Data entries
--------

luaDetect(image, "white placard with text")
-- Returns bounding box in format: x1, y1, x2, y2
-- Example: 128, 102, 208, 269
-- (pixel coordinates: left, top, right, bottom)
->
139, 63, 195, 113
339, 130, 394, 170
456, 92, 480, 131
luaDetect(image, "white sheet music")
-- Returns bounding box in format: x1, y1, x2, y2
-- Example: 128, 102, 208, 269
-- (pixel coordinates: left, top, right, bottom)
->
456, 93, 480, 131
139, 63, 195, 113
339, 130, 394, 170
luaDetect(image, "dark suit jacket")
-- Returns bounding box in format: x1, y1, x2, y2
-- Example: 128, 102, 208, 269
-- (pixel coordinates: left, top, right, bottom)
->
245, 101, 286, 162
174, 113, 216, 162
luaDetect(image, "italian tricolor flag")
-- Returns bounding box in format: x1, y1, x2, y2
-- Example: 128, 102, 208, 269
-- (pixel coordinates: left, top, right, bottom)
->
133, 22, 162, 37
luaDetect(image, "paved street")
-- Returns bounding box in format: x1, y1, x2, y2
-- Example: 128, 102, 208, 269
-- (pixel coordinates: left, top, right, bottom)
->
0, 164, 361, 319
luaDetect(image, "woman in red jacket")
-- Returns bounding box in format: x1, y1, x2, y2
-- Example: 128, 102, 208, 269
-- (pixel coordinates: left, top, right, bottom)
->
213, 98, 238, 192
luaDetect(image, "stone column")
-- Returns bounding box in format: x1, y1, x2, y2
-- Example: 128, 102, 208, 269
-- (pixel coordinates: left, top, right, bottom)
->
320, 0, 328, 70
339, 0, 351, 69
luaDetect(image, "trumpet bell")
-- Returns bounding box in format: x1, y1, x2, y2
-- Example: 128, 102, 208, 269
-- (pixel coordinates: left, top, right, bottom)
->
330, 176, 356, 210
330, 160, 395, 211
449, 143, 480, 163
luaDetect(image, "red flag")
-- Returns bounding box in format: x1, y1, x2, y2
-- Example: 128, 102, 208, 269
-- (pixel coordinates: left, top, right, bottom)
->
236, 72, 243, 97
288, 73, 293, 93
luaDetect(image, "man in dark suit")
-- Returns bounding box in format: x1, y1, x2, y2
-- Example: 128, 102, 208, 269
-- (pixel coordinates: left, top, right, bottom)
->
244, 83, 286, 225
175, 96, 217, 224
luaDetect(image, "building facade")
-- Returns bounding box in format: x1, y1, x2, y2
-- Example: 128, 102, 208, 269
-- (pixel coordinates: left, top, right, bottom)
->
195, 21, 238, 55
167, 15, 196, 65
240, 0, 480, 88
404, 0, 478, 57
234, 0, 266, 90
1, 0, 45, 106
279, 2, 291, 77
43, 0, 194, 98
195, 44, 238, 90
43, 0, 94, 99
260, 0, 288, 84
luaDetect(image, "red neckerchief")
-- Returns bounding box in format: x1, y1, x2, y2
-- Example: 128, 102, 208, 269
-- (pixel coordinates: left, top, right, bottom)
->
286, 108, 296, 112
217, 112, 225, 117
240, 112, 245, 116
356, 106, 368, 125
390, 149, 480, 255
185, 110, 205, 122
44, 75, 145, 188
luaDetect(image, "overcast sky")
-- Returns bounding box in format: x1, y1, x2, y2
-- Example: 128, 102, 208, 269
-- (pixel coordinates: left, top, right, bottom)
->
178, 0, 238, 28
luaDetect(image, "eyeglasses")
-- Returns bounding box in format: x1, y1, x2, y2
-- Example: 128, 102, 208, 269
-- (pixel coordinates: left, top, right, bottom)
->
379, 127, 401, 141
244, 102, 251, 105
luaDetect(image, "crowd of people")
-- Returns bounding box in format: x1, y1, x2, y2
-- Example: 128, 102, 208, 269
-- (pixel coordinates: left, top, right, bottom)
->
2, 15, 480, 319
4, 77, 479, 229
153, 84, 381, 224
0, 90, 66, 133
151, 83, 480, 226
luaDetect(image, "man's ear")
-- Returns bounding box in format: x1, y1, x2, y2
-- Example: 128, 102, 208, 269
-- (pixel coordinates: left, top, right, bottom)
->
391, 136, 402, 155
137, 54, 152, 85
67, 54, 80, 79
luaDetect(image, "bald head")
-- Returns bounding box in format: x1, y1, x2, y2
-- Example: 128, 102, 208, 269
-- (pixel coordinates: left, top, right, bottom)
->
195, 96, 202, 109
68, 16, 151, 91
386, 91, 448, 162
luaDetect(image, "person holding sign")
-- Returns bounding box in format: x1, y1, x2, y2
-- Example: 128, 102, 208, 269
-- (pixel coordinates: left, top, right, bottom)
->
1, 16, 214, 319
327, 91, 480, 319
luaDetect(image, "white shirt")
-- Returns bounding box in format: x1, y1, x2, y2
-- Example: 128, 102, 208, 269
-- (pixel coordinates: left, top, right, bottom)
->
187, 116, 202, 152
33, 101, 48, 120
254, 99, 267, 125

--------

Requirement: The required answer is every line of the data, duplicated exactly.

Result of this exercise:
luaDetect(image, "white placard with text")
-- Returns bounding box in format: x1, y1, x2, y2
-- Example: 128, 102, 208, 269
-- (pixel coordinates: left, top, right, bottom)
->
139, 63, 195, 113
339, 130, 394, 170
456, 92, 480, 131
luaDetect(image, "white sheet music")
-- Returns bounding box in format: x1, y1, x2, y2
-- Example: 128, 102, 208, 269
-- (pixel coordinates: left, top, right, bottom)
->
456, 93, 480, 131
139, 63, 195, 113
339, 130, 394, 170
luaDetect(image, "dark suit jacket")
-- Returns bounding box in format: x1, y1, x2, y2
-- Example: 128, 102, 208, 269
-- (pixel coordinates: left, top, right, bottom)
->
245, 101, 286, 162
174, 113, 216, 162
luaDetect(image, "italian tricolor flag")
-- Returns bounding box in format: x1, y1, x2, y2
-- Example: 128, 102, 208, 269
-- (pixel coordinates: left, top, right, bottom)
->
133, 22, 162, 37
luaDetect(image, "paved street")
-- Returns bounding box in format: x1, y1, x2, y2
-- Example: 128, 102, 208, 269
-- (pixel coordinates: left, top, right, bottom)
->
0, 164, 361, 319
luaDetect(image, "woman in red jacket")
-- Returns bounding box in format: x1, y1, x2, y2
-- Example: 128, 102, 208, 269
-- (pixel coordinates: left, top, right, bottom)
->
213, 98, 238, 192
luaDetect(image, "stone column")
-- Returns bounding box in format: x1, y1, x2, y2
-- Example: 128, 102, 208, 269
-- (pixel coordinates: left, top, right, bottom)
->
320, 0, 328, 70
339, 0, 351, 69
luaDetect(image, "trumpet bell")
-- Returns bounding box in format: x1, y1, x2, y2
-- Example: 128, 102, 208, 269
-- (pixel coordinates: left, top, right, bottom)
->
330, 176, 356, 210
330, 160, 395, 211
449, 143, 480, 163
luaDetect(image, "red flag")
-- Returns bounding box in format: x1, y1, x2, y2
-- Example: 128, 102, 208, 269
-- (pixel coordinates: left, top, right, bottom)
->
236, 72, 243, 97
288, 73, 293, 93
luaDetect(image, "man in dark suit")
-- Returns bounding box in format: x1, y1, x2, y2
-- Example: 128, 102, 208, 269
-- (pixel coordinates: left, top, right, bottom)
->
244, 83, 286, 225
175, 96, 217, 224
luaDetect(image, "building facade")
-- Returns bounding box in format: x1, y1, x2, y2
-- Example: 128, 102, 208, 269
-- (pixel coordinates: left, top, right, bottom)
->
195, 21, 238, 55
167, 15, 196, 65
240, 0, 480, 88
404, 0, 478, 57
234, 0, 266, 90
1, 0, 45, 106
279, 2, 291, 77
43, 0, 194, 98
195, 44, 238, 90
43, 0, 94, 99
260, 0, 288, 84
luaDetect(image, "red neckerchief")
-- Returns bounding box in format: x1, y1, x2, y2
-- Example: 128, 102, 208, 269
-- (pixel coordinates: left, top, right, bottom)
->
286, 108, 296, 112
217, 112, 225, 117
240, 112, 245, 116
356, 106, 368, 125
390, 149, 480, 255
185, 110, 205, 122
44, 75, 145, 188
luaDetect(image, "overcast sky")
-- Returns bounding box in format: x1, y1, x2, y2
-- Example: 128, 102, 208, 269
-- (pixel coordinates: left, top, right, bottom)
->
178, 0, 238, 28
luaDetect(image, "eyeglasses")
-- Returns bounding box in format: x1, y1, x2, y2
-- Example: 128, 102, 208, 269
-- (pixel coordinates: left, top, right, bottom)
->
379, 127, 401, 141
244, 102, 251, 105
luaDetect(image, "crowd of people")
-- Returns bounding box in format: x1, y1, x2, y2
-- Example: 128, 102, 208, 269
-- (pixel coordinates: left, top, right, bottom)
->
2, 15, 480, 319
4, 77, 479, 229
153, 84, 381, 224
0, 90, 66, 133
151, 83, 480, 226
luaDetect(image, "man's ear")
-- Returns bounding box in format: x1, y1, x2, y2
-- Example: 128, 102, 208, 269
-- (pixel coordinates: left, top, right, bottom)
->
391, 136, 402, 155
137, 54, 152, 85
67, 54, 80, 79
luaDetect(image, "bald head")
-- Returns bounding box in format: x1, y1, x2, y2
-- Example: 128, 102, 208, 269
-- (pixel coordinates: left, top, right, bottom)
->
195, 96, 202, 109
68, 16, 151, 91
386, 91, 448, 162
luaDetect(image, "person holding sign")
-- Returns bounding box in format: x1, y1, x2, y2
-- Example: 128, 102, 208, 269
-- (pixel coordinates: left, top, right, bottom)
->
1, 16, 214, 319
327, 91, 480, 319
luaDetect(image, "white shirt")
-- Returns bounding box in format: x1, y1, x2, y2
-- Example: 128, 102, 208, 269
-- (pixel coordinates: left, top, right, bottom)
->
187, 116, 202, 152
33, 101, 48, 120
254, 99, 267, 125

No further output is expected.